*Requirement*.
Exactly repeat the line that contains "Please spot the chair cushion", then every line after it up to and including the final line.

Object location annotation data:
[Begin]
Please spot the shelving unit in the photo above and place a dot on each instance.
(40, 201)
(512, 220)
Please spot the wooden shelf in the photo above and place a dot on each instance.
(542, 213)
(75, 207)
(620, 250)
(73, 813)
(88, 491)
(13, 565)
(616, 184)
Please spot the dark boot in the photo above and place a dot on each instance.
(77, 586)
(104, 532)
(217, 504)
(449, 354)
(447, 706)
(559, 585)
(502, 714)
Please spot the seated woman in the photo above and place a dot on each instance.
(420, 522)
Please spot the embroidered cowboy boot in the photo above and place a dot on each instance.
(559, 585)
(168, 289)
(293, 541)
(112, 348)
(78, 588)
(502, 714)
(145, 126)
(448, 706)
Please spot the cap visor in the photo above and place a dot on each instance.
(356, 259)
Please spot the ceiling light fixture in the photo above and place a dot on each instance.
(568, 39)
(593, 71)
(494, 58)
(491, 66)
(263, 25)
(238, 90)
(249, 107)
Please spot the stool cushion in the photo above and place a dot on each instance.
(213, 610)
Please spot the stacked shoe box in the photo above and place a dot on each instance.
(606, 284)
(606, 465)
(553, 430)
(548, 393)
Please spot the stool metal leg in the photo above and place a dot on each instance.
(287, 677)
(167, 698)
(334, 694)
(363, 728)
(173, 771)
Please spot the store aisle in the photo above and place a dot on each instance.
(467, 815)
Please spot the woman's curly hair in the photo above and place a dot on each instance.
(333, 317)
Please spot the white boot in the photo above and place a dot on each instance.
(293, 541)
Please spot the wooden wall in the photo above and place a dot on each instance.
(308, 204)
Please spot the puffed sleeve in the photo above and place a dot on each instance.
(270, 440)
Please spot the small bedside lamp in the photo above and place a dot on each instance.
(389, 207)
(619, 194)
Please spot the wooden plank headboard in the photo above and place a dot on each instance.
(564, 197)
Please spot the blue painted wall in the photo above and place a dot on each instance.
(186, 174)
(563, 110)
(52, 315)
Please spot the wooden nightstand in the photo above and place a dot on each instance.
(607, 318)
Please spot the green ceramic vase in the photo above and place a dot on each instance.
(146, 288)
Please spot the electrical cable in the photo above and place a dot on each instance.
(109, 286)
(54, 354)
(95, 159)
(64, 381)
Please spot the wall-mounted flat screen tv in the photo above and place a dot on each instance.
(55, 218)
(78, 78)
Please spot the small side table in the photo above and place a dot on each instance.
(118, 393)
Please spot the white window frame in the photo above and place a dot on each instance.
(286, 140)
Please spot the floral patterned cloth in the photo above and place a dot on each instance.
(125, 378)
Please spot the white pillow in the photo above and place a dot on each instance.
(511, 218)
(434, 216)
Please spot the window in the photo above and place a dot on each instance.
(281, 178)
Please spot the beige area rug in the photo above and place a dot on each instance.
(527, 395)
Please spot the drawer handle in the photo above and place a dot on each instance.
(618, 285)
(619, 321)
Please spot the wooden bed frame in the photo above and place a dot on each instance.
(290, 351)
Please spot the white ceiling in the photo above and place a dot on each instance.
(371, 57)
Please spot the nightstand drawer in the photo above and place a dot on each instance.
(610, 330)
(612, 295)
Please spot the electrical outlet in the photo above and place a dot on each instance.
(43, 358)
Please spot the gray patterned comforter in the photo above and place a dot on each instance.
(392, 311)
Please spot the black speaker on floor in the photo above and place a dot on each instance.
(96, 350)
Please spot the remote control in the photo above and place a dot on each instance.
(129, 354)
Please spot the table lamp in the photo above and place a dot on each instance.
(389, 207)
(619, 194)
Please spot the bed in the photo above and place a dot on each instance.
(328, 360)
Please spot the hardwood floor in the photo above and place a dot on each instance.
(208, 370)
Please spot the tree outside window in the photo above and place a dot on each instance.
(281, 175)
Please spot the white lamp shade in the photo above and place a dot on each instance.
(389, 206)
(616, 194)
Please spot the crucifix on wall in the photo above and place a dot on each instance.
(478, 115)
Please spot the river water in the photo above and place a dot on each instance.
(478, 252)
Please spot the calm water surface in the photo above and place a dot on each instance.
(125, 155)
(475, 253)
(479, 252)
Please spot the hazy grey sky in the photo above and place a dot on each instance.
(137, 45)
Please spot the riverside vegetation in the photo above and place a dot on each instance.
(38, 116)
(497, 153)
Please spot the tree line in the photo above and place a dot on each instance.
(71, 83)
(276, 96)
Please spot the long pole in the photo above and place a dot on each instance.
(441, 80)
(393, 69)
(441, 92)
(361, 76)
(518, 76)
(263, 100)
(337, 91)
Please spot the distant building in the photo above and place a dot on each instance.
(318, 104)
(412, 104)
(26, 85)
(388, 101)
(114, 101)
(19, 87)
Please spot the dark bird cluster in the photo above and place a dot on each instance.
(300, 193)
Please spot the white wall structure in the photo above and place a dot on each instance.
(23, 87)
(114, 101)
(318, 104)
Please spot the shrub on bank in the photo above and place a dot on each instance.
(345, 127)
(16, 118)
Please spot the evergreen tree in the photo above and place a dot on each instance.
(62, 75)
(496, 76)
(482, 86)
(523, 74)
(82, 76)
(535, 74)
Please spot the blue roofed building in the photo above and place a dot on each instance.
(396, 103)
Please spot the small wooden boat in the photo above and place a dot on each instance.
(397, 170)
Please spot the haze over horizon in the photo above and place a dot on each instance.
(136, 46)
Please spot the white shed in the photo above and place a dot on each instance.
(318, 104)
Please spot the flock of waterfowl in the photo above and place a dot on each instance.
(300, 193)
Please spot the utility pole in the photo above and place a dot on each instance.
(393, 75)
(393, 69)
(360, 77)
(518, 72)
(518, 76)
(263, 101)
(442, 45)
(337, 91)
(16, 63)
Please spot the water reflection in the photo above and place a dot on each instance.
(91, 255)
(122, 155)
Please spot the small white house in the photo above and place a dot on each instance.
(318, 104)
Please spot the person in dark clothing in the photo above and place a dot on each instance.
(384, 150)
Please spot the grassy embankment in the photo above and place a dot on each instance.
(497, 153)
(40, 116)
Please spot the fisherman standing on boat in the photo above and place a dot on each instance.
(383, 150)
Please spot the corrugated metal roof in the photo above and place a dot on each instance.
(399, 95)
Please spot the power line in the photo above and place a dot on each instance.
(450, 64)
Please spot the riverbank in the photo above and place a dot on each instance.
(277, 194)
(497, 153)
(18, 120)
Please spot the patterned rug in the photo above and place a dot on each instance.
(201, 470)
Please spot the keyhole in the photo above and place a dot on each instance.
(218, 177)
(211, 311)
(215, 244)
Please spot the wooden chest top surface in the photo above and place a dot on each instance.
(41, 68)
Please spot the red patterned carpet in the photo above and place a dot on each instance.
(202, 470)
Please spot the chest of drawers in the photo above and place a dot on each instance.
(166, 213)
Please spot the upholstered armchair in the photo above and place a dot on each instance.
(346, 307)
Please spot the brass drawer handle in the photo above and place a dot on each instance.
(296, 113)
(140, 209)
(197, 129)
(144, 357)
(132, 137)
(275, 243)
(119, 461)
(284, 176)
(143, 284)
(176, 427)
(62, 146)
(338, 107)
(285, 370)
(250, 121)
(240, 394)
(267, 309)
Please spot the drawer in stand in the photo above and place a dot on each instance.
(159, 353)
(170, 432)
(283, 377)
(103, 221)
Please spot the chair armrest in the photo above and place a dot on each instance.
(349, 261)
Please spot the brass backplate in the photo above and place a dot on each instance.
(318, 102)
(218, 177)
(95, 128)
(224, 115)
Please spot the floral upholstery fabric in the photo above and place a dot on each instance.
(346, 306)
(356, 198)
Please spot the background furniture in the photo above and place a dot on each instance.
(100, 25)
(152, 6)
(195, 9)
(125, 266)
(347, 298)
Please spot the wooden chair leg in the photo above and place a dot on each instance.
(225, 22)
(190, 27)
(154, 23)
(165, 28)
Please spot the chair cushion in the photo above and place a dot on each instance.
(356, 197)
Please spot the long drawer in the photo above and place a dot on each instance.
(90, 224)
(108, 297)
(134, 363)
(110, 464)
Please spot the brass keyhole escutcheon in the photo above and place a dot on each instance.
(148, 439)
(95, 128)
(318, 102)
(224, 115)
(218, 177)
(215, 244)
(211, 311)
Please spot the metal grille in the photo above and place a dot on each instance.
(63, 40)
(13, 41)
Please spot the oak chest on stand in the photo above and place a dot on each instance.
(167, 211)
[End]
*Correct output*.
Please spot the chair cushion in the photo above and place a dot on each instance.
(356, 197)
Please spot the long drawer in the photo above and place a dot on each instance.
(90, 224)
(108, 297)
(134, 363)
(110, 464)
Please spot the brass keyhole escutcheon in the photo above and place a dot on each instance.
(148, 439)
(95, 128)
(318, 102)
(224, 115)
(218, 177)
(215, 244)
(211, 311)
Please spot the metal grille in the photo above and place a dot on each instance.
(63, 40)
(13, 41)
Please spot the oak chest on stand in the photo above and place a dot on each instance.
(167, 211)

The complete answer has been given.